# [RECORDS FOR THE TASK]
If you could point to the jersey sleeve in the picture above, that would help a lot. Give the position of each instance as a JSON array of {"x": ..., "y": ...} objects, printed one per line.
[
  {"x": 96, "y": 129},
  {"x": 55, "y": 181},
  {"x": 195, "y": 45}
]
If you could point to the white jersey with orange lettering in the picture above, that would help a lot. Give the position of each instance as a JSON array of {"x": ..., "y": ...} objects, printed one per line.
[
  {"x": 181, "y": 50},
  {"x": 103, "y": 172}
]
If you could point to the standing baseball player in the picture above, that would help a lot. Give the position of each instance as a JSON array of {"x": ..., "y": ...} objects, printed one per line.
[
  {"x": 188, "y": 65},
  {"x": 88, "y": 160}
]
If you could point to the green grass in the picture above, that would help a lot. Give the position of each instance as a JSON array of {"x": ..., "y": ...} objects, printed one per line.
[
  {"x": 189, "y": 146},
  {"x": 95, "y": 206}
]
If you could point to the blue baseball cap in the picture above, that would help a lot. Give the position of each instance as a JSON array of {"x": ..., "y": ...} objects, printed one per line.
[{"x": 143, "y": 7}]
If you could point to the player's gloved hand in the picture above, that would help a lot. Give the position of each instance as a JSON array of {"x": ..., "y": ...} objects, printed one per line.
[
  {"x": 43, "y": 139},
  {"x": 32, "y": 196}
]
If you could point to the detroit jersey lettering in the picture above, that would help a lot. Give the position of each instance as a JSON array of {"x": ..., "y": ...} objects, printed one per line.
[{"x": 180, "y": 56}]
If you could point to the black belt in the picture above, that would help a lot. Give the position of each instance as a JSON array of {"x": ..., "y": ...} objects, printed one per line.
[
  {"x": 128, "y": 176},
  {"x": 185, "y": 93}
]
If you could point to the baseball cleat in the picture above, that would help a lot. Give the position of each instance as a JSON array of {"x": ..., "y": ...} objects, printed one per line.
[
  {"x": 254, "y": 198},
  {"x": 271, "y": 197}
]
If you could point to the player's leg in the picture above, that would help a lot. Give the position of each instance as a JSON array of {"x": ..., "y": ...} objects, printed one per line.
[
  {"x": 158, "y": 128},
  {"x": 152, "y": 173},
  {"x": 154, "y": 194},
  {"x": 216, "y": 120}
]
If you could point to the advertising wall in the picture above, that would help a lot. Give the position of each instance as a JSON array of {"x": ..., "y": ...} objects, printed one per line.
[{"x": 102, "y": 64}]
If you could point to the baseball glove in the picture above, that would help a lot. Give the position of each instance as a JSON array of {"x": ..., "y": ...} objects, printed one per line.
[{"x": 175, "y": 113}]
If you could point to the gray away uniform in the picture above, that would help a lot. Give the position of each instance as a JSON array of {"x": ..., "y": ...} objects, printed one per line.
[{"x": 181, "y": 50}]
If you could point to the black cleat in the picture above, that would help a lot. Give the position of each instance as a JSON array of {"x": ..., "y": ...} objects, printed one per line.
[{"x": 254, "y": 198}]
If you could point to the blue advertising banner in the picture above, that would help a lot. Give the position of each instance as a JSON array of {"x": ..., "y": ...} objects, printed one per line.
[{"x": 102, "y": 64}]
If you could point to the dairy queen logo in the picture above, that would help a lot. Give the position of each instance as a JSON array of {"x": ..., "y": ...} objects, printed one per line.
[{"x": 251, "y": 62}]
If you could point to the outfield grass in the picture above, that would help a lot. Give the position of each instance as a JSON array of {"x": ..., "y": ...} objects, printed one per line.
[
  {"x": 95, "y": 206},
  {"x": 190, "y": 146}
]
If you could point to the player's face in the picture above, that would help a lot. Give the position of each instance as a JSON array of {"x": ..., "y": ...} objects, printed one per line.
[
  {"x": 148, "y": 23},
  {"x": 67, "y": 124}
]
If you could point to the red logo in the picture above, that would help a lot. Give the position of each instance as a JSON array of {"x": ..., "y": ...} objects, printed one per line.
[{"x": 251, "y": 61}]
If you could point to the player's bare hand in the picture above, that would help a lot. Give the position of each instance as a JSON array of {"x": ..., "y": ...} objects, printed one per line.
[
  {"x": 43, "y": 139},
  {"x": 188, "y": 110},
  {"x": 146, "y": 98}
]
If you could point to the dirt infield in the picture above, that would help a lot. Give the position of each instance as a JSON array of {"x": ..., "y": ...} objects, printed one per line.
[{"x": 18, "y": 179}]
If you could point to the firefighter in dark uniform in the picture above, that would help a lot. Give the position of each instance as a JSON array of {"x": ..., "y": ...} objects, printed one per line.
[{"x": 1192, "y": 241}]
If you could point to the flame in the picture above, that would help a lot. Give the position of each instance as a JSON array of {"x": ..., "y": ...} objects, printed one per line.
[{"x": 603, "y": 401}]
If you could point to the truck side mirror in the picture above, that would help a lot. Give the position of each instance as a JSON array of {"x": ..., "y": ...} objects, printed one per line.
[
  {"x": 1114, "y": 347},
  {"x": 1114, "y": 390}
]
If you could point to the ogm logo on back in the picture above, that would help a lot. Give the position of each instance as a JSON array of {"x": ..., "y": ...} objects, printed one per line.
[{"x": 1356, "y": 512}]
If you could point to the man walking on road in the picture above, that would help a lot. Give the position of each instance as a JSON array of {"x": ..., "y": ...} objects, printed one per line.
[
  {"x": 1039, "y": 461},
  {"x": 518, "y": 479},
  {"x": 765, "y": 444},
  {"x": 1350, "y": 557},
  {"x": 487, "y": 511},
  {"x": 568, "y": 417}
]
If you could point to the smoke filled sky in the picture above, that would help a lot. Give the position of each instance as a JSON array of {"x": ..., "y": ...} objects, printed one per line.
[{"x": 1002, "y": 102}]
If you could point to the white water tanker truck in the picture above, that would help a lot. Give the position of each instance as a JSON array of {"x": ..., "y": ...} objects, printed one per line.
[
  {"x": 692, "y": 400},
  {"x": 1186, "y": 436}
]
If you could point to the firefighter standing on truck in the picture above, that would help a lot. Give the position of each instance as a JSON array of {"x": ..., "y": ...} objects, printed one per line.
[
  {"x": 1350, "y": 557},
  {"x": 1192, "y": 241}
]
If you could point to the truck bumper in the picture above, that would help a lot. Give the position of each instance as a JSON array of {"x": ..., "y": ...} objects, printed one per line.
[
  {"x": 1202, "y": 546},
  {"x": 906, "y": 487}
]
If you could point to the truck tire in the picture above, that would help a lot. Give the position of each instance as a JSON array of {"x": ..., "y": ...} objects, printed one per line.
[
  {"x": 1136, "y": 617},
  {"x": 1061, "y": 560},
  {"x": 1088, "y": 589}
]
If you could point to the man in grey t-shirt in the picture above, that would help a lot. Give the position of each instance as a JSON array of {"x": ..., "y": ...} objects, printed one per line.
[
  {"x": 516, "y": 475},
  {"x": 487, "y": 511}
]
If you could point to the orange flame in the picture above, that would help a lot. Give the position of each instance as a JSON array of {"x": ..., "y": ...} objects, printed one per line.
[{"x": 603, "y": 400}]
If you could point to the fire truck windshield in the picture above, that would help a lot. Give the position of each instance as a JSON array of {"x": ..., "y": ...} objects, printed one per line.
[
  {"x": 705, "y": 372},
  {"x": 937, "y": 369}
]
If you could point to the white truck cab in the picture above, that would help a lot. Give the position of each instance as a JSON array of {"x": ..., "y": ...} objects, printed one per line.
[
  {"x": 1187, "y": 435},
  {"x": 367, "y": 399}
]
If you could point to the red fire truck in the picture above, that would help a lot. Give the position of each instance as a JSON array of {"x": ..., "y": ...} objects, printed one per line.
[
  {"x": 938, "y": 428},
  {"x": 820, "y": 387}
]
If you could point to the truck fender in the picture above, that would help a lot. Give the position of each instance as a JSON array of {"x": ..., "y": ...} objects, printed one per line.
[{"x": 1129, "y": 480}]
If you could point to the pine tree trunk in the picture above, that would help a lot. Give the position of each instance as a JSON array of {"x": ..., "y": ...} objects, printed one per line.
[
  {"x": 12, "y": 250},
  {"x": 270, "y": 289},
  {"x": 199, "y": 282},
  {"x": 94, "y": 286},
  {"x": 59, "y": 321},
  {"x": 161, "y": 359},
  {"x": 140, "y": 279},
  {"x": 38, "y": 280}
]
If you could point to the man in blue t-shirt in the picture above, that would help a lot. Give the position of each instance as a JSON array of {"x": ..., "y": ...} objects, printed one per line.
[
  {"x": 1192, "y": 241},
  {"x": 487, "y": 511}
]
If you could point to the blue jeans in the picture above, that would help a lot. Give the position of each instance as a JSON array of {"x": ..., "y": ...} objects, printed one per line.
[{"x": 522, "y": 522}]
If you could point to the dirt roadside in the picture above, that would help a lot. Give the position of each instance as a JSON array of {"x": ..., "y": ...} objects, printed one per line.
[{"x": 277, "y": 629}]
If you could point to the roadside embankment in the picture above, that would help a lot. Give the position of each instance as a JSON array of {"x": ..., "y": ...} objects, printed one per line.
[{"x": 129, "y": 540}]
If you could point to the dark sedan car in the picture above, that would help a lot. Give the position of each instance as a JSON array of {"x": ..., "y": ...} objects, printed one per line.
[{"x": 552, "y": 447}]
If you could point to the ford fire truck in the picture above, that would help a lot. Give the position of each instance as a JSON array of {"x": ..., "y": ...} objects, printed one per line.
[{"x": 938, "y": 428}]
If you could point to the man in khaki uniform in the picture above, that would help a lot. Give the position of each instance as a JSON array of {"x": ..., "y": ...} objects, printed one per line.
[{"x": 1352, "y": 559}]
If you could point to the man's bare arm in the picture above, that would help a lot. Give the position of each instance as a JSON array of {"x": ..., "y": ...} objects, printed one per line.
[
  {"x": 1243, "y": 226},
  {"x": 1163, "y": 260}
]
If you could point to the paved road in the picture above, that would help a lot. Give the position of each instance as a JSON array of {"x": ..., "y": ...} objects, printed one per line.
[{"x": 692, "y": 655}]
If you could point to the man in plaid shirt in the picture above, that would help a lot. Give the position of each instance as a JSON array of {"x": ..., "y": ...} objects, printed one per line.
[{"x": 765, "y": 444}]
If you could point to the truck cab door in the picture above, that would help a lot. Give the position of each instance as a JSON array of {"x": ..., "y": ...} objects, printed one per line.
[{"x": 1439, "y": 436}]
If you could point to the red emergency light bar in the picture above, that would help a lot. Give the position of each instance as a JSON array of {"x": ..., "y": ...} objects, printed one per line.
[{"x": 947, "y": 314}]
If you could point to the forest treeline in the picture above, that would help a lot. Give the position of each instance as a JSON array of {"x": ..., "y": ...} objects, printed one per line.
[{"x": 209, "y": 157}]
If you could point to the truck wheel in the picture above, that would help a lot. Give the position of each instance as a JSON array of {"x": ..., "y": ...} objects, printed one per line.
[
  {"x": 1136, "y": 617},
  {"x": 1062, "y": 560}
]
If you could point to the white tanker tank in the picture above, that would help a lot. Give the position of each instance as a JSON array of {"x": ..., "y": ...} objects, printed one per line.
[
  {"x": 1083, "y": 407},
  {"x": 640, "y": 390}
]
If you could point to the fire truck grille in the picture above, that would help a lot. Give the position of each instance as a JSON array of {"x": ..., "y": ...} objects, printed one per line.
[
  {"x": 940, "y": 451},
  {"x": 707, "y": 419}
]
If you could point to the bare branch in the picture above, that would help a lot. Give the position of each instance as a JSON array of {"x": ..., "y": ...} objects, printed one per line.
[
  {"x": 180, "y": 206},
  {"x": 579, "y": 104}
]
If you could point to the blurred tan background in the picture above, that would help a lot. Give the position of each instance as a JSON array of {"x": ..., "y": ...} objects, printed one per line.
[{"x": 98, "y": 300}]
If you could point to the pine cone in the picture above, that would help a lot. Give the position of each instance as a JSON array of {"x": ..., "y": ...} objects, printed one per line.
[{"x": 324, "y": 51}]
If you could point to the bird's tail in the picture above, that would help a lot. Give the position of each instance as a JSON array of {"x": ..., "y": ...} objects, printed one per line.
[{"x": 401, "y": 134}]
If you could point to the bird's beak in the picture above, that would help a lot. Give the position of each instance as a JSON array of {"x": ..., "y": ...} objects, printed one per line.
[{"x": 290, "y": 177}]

# [REQUIRED WORK]
The line containing "If you could point to the truck wheel" and every line after it, up to and including the last line of the records, should be reproduced exactly, with nothing else.

# [EXPECTED OUTPUT]
If you could point to the truck wheel in the picture above, that would help a lot. Give the position of each instance as a JSON array of {"x": ..., "y": ...} objects, printed one per line.
[
  {"x": 1136, "y": 617},
  {"x": 1062, "y": 560}
]
If you could point to the white tanker tank in the picture above, that would help a lot. Give the position of each instance as a JSON array of {"x": ..., "y": ...} objects, printed one per line.
[
  {"x": 1083, "y": 407},
  {"x": 640, "y": 390}
]
If you could point to the fire truck grille in the picture above, that would help a lot. Give the position of each instance as a JSON array of {"x": ..., "y": ...} objects, printed one per line.
[
  {"x": 940, "y": 451},
  {"x": 707, "y": 419}
]
If you could point to the bare branch in the picture above, that would help a lot. Give the position of each instance as a JSON array of {"x": ..., "y": ...} objects, printed one per line.
[
  {"x": 180, "y": 206},
  {"x": 579, "y": 104}
]
If you could point to the blurred tan background in the picture above, that would help a lot. Give the position of each instance as a JSON array of {"x": ..., "y": ...} objects, printed one per line.
[{"x": 98, "y": 300}]
If you could point to the pine cone in the picture above, that would help a lot. Give the position of each instance as a JSON array of {"x": ..., "y": ...} objects, printed one per line.
[{"x": 324, "y": 51}]
If you could point to the bird's tail in the picture above, that would help a lot. Give the position of each instance as a JSON array of {"x": ..., "y": ...} objects, printed one per line.
[{"x": 401, "y": 134}]
If you could point to the bird's beak in the picture above, that would help a lot. Give the position of each instance as a JSON array of {"x": ..., "y": ...} objects, printed one per line.
[{"x": 290, "y": 177}]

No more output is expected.